INSTRUCTIONS TO FOLLOW: Restate word for word the lines that run from the one containing "Labeling fields. Category: stone wall" to the last line of the data, both ends included.

Items from a data source:
○ ○ ○ ○ ○ ○ ○
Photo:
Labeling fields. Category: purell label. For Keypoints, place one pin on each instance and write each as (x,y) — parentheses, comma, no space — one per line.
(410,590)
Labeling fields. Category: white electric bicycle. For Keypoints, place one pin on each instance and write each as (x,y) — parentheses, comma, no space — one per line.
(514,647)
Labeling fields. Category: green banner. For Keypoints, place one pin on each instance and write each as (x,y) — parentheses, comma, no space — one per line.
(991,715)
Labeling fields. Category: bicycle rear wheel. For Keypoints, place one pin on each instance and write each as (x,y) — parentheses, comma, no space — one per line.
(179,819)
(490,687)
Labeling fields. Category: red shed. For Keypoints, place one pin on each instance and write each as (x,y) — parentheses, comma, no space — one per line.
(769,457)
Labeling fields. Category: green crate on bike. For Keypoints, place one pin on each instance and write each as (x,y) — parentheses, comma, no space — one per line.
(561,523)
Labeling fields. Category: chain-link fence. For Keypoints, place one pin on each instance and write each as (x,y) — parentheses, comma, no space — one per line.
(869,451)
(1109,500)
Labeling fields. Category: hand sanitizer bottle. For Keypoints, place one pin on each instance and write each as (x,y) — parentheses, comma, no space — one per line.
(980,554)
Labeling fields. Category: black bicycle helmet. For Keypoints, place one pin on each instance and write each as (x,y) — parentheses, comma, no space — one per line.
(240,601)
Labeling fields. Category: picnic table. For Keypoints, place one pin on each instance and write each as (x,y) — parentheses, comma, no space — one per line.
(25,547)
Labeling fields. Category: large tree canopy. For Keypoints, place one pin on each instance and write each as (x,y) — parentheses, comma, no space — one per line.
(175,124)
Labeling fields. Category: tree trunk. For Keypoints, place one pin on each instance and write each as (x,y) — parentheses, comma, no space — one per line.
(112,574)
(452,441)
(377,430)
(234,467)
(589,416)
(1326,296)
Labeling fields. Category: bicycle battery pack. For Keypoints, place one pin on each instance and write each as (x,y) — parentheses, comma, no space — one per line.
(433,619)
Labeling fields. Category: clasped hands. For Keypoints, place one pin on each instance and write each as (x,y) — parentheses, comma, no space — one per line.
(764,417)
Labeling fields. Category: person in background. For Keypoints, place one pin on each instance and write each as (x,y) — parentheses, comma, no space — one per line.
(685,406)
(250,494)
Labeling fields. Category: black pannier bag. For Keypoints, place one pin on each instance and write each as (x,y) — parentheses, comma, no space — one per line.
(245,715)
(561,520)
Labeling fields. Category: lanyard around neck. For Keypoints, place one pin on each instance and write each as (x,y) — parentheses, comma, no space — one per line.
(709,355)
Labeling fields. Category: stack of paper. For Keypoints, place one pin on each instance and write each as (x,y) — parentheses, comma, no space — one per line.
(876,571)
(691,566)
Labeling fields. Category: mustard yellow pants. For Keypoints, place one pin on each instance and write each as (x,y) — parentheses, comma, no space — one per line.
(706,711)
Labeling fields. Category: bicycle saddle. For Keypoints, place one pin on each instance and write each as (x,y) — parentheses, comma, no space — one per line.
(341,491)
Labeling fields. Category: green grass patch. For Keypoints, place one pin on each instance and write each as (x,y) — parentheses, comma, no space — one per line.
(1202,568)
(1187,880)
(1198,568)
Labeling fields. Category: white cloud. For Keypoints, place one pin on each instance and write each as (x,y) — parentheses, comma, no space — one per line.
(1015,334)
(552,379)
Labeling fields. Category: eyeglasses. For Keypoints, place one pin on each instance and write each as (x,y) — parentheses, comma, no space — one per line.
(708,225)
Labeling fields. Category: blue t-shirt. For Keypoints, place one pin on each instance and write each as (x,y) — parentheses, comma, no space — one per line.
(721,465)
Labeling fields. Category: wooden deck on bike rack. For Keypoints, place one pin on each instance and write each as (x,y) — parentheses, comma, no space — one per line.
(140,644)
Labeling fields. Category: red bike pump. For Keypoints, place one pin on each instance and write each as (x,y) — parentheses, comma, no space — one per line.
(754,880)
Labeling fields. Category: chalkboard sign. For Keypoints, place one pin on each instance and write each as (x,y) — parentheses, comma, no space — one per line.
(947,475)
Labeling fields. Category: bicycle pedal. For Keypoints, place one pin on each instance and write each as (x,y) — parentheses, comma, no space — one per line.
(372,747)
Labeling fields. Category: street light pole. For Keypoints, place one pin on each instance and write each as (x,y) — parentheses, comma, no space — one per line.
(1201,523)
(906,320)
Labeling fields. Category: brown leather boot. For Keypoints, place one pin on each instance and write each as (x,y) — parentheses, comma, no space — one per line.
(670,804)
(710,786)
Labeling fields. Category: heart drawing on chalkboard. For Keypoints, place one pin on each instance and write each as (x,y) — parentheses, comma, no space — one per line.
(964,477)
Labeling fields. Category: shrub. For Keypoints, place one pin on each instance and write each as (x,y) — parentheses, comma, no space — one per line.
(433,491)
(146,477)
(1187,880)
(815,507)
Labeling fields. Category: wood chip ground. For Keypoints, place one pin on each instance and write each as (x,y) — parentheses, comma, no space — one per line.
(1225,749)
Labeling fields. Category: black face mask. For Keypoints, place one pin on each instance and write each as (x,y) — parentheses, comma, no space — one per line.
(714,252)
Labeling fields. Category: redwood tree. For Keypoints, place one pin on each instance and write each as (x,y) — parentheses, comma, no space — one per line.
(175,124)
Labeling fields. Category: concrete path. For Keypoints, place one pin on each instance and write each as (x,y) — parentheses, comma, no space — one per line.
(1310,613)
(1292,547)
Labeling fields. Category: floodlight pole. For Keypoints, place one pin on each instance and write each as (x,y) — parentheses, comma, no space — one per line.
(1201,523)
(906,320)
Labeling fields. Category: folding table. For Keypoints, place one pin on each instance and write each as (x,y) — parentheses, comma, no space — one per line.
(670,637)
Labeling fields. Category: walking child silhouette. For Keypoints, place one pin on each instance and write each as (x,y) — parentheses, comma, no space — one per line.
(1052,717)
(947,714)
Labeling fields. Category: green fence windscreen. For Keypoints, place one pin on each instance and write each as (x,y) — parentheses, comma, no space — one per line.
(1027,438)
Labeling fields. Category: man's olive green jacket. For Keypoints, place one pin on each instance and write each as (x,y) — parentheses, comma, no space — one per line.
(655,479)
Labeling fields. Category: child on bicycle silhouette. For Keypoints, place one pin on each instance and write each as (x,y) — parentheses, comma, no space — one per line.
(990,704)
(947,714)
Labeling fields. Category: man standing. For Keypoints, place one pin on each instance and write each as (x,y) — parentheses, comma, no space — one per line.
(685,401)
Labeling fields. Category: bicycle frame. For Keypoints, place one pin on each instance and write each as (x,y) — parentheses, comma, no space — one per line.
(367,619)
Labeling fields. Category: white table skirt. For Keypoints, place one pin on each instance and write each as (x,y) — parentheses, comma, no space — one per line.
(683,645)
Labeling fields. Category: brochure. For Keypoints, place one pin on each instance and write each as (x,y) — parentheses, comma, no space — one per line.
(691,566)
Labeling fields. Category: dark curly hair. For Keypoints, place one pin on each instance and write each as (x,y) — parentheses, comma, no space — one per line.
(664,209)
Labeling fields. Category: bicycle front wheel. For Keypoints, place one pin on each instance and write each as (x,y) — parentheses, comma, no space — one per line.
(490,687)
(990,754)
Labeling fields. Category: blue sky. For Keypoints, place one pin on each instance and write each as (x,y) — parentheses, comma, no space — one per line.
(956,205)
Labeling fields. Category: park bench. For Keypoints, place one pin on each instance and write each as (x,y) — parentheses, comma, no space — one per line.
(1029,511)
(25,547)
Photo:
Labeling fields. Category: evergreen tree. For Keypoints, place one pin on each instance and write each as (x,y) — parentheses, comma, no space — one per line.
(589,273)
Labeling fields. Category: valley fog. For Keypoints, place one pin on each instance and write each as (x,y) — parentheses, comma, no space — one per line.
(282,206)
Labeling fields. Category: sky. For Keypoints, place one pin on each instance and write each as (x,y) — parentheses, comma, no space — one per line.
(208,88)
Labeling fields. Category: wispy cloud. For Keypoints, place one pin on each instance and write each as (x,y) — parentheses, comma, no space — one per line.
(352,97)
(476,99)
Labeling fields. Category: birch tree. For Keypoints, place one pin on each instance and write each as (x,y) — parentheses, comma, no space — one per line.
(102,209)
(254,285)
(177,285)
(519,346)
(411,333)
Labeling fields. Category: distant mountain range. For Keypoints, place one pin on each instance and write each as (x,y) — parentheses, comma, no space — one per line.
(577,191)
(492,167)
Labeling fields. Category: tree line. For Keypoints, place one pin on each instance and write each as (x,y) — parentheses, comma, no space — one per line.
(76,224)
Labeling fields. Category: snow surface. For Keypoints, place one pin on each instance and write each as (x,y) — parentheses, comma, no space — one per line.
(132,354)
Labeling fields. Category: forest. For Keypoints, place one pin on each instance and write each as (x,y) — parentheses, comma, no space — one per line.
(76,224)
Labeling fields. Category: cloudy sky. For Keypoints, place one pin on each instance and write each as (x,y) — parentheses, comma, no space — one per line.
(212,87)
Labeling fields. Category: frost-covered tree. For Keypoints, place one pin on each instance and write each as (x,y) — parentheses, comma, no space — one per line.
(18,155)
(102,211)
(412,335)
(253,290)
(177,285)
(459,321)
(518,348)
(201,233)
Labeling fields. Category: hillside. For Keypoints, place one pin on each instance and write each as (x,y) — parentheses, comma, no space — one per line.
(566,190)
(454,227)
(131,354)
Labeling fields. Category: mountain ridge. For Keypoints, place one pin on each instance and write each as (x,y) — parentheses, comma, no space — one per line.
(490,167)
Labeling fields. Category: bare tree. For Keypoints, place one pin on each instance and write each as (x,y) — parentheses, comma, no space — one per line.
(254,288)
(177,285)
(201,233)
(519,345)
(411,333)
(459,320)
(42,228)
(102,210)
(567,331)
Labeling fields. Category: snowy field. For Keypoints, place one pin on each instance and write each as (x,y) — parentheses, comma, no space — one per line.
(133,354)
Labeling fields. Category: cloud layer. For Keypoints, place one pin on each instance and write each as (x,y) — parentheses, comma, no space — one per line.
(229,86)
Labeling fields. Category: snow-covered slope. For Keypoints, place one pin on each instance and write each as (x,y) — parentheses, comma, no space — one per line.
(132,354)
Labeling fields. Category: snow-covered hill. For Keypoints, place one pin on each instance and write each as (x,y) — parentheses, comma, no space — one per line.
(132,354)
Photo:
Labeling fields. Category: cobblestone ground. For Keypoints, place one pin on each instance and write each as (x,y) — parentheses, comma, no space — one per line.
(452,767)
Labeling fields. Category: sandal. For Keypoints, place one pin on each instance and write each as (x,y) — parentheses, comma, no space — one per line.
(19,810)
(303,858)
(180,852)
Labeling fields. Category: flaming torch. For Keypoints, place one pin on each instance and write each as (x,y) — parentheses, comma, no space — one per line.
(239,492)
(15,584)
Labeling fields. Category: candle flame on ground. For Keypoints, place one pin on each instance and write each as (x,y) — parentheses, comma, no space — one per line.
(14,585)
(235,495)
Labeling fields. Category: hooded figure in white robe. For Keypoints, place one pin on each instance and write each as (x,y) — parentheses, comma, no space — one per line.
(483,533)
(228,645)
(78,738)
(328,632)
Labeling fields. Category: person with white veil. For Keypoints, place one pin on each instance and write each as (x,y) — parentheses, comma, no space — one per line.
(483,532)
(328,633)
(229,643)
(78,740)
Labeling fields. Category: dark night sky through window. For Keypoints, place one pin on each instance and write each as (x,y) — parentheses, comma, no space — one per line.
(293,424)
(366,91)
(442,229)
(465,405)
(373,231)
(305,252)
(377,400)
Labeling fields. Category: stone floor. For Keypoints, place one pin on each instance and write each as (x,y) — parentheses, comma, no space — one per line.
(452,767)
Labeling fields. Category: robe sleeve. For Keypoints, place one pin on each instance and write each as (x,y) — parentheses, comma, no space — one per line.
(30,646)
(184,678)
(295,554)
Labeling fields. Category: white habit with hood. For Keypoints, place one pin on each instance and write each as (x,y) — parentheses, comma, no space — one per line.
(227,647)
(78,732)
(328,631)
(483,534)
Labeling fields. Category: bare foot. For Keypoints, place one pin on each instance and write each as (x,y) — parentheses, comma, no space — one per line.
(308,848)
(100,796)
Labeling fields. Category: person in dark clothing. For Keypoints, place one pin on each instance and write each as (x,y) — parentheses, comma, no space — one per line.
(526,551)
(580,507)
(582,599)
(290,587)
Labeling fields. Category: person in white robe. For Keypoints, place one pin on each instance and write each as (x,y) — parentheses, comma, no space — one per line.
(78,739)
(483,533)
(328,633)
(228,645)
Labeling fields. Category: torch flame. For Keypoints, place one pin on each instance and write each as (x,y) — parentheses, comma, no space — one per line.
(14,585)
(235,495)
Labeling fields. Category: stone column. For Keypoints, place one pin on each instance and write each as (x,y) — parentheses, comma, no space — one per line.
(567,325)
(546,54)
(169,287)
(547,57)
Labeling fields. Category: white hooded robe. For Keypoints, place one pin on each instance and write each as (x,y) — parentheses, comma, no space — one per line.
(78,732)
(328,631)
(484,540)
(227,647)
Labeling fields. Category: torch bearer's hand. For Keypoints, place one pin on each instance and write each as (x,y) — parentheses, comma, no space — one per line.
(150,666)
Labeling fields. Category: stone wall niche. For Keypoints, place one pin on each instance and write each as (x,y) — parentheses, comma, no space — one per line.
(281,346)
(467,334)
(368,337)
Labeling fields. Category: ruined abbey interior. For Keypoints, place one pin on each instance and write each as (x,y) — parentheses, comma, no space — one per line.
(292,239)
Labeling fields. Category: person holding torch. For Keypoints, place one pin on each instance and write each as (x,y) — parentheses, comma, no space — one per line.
○ ○ ○ ○ ○ ○ ○
SOLVED EXERCISE:
Labeling fields. Category: stone wall niche. For Keypoints, place one pin on each instance and write each as (x,y) — parentheses, comma, no space — one per line.
(281,346)
(467,334)
(368,337)
Labeling fields. Category: ruined abbey interior. For Keypoints, place one pin on each instance and write each as (x,y) — parentheses, comma, no space — one per line.
(292,239)
Labeling fields. Category: person holding torch. For Keypoints, place one pin on each instance and write each as (x,y) — parentheses, comma, no space — one per line.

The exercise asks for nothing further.